### [PROBLEM TO SOLVE]
Each record below needs to be written out exactly as it appears.

### [RECORDS FOR THE EXERCISE]
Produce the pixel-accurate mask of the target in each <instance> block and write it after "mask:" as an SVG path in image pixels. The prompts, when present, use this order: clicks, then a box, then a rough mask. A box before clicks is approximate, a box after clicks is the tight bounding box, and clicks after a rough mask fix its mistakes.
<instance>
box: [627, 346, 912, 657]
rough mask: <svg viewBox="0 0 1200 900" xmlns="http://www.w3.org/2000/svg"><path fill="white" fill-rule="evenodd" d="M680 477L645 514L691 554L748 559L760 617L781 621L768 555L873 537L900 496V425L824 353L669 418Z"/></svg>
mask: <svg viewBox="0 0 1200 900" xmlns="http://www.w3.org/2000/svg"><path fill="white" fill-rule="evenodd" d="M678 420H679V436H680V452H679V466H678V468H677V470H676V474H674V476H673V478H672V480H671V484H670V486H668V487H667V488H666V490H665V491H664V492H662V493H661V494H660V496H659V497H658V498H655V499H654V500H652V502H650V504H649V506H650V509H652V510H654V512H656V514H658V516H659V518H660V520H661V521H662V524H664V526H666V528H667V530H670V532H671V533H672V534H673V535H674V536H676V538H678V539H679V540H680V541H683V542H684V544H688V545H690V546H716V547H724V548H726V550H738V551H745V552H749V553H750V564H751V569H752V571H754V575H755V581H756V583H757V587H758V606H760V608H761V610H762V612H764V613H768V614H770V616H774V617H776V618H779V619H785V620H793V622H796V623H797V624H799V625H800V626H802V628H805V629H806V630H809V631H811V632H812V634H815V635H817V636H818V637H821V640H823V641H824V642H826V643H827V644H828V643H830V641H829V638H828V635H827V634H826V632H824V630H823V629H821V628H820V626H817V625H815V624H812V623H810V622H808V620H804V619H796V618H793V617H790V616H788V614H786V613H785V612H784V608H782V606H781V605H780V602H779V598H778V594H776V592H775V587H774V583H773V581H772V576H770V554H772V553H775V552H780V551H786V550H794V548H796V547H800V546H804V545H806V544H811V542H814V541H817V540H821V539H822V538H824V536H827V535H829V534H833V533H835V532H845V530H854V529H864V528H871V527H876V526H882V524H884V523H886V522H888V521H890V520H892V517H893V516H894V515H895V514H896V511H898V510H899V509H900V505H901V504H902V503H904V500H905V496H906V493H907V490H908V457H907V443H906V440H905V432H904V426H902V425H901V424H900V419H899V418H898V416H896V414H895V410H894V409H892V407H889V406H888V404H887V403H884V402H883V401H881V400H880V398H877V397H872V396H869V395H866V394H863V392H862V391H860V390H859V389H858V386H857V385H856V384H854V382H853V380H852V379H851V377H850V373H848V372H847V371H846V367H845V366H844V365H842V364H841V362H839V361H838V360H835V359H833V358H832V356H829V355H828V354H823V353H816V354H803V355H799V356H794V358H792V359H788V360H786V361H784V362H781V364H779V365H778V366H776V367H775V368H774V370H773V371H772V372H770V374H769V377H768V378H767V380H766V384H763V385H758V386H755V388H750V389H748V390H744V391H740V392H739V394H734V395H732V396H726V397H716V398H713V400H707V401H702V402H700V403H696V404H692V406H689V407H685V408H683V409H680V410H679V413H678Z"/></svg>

### [FINISHED TASK]
Produce the pixel-accurate mask of the target in each <instance> block and write it after "mask:" as an SVG path in image pixels. The prompts, when present, use this order: clicks, then a box, then a rough mask. A box before clicks is approximate, a box after clicks is the tight bounding box, and clicks after a rough mask fix its mistakes.
<instance>
box: [627, 346, 912, 657]
rough mask: <svg viewBox="0 0 1200 900" xmlns="http://www.w3.org/2000/svg"><path fill="white" fill-rule="evenodd" d="M680 477L645 514L691 554L748 559L760 617L781 621L768 555L873 537L900 496V425L824 353L669 418Z"/></svg>
mask: <svg viewBox="0 0 1200 900" xmlns="http://www.w3.org/2000/svg"><path fill="white" fill-rule="evenodd" d="M678 420H679V436H680V452H679V466H678V468H677V470H676V474H674V476H673V478H672V480H671V484H670V486H668V487H667V488H666V490H665V491H664V492H662V493H661V494H660V496H659V497H658V498H655V499H654V500H652V502H650V504H649V506H650V509H652V510H654V512H656V514H658V516H659V518H660V520H661V521H662V524H664V526H666V528H667V530H670V532H671V533H672V534H673V535H674V536H676V538H678V539H679V540H680V541H683V542H684V544H688V545H690V546H716V547H724V548H726V550H738V551H745V552H749V553H750V564H751V569H752V571H754V575H755V581H756V583H757V587H758V606H760V608H761V610H762V612H764V613H768V614H770V616H774V617H776V618H779V619H785V620H793V622H796V623H797V624H799V625H800V626H802V628H805V629H806V630H809V631H811V632H812V634H815V635H817V636H818V637H821V640H823V641H824V642H826V643H827V644H828V643H830V641H829V638H828V635H827V634H826V632H824V630H823V629H821V628H820V626H817V625H815V624H812V623H810V622H808V620H804V619H796V618H793V617H790V616H788V614H786V613H785V612H784V608H782V606H781V605H780V602H779V598H778V594H776V592H775V587H774V583H773V581H772V576H770V554H772V553H775V552H780V551H786V550H794V548H796V547H800V546H804V545H806V544H811V542H814V541H817V540H821V539H822V538H824V536H827V535H829V534H833V533H835V532H845V530H854V529H864V528H871V527H876V526H882V524H884V523H886V522H888V521H890V520H892V517H893V516H894V515H895V514H896V511H898V510H899V509H900V505H901V504H902V503H904V500H905V496H906V493H907V490H908V457H907V443H906V440H905V432H904V426H902V425H901V424H900V419H899V418H898V416H896V414H895V410H894V409H892V407H889V406H888V404H887V403H884V402H883V401H881V400H880V398H877V397H872V396H869V395H866V394H863V392H862V391H860V390H859V389H858V386H857V385H856V384H854V382H853V380H852V379H851V377H850V373H848V372H847V371H846V367H845V366H844V365H842V364H841V362H839V361H838V360H835V359H833V358H832V356H829V355H828V354H823V353H816V354H803V355H799V356H794V358H792V359H788V360H786V361H784V362H781V364H779V365H778V366H776V367H775V368H774V370H773V371H772V372H770V374H769V377H768V378H767V380H766V384H763V385H758V386H755V388H750V389H748V390H744V391H740V392H739V394H734V395H732V396H726V397H716V398H713V400H707V401H702V402H700V403H696V404H692V406H689V407H685V408H683V409H680V410H679V413H678Z"/></svg>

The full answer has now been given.